** Exercise brief **
Write out all of the data again, precisely as it appears.
━━━━━━━━━━━━━━━━━━━━
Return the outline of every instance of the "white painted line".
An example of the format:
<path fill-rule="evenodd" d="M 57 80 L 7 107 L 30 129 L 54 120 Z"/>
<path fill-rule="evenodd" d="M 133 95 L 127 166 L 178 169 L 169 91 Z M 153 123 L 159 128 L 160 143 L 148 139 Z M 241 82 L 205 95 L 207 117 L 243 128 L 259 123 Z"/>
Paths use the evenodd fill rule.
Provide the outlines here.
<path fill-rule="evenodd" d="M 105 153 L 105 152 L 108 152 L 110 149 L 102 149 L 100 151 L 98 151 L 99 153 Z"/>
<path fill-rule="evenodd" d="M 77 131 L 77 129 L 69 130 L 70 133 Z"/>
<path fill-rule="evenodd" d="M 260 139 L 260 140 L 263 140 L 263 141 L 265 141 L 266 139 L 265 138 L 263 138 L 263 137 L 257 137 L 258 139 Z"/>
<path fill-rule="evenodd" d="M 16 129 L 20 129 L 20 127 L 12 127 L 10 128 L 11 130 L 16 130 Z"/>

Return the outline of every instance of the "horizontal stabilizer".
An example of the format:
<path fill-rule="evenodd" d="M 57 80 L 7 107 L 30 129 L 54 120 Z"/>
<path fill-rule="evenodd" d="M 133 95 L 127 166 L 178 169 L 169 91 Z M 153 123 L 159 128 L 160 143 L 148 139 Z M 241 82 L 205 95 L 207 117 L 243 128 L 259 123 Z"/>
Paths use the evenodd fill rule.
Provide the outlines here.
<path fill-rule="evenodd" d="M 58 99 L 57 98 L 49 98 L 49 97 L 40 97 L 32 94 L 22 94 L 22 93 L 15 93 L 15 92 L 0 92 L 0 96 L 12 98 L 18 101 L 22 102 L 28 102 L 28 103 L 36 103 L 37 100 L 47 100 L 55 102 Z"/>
━━━━━━━━━━━━━━━━━━━━
** Answer to this exercise **
Return the outline of every instance of the "white painted line".
An example of the format:
<path fill-rule="evenodd" d="M 57 80 L 7 107 L 30 129 L 54 120 Z"/>
<path fill-rule="evenodd" d="M 133 95 L 127 166 L 178 169 L 169 91 Z M 153 123 L 159 128 L 160 143 L 148 139 Z M 241 82 L 205 95 L 207 117 L 243 128 L 259 123 Z"/>
Paths use the evenodd fill rule.
Provide the outlines here.
<path fill-rule="evenodd" d="M 105 153 L 105 152 L 108 152 L 110 149 L 102 149 L 100 151 L 98 151 L 99 153 Z"/>
<path fill-rule="evenodd" d="M 77 131 L 77 129 L 69 130 L 70 133 Z"/>
<path fill-rule="evenodd" d="M 260 139 L 260 140 L 263 140 L 263 141 L 265 141 L 266 139 L 265 138 L 263 138 L 263 137 L 257 137 L 258 139 Z"/>
<path fill-rule="evenodd" d="M 16 129 L 20 129 L 20 127 L 12 127 L 10 128 L 11 130 L 16 130 Z"/>

Return the outline of every instance of the "horizontal stabilizer".
An example of the format:
<path fill-rule="evenodd" d="M 57 80 L 7 107 L 30 129 L 54 120 Z"/>
<path fill-rule="evenodd" d="M 133 95 L 127 166 L 178 169 L 169 91 Z M 153 123 L 159 128 L 160 143 L 148 139 Z M 241 82 L 205 95 L 207 117 L 243 128 L 259 123 Z"/>
Paths use the evenodd fill rule.
Provide the outlines here.
<path fill-rule="evenodd" d="M 58 99 L 57 98 L 49 98 L 49 97 L 40 97 L 32 94 L 22 94 L 22 93 L 15 93 L 15 92 L 0 92 L 0 96 L 12 98 L 18 101 L 22 102 L 28 102 L 28 103 L 36 103 L 37 100 L 47 100 L 55 102 Z"/>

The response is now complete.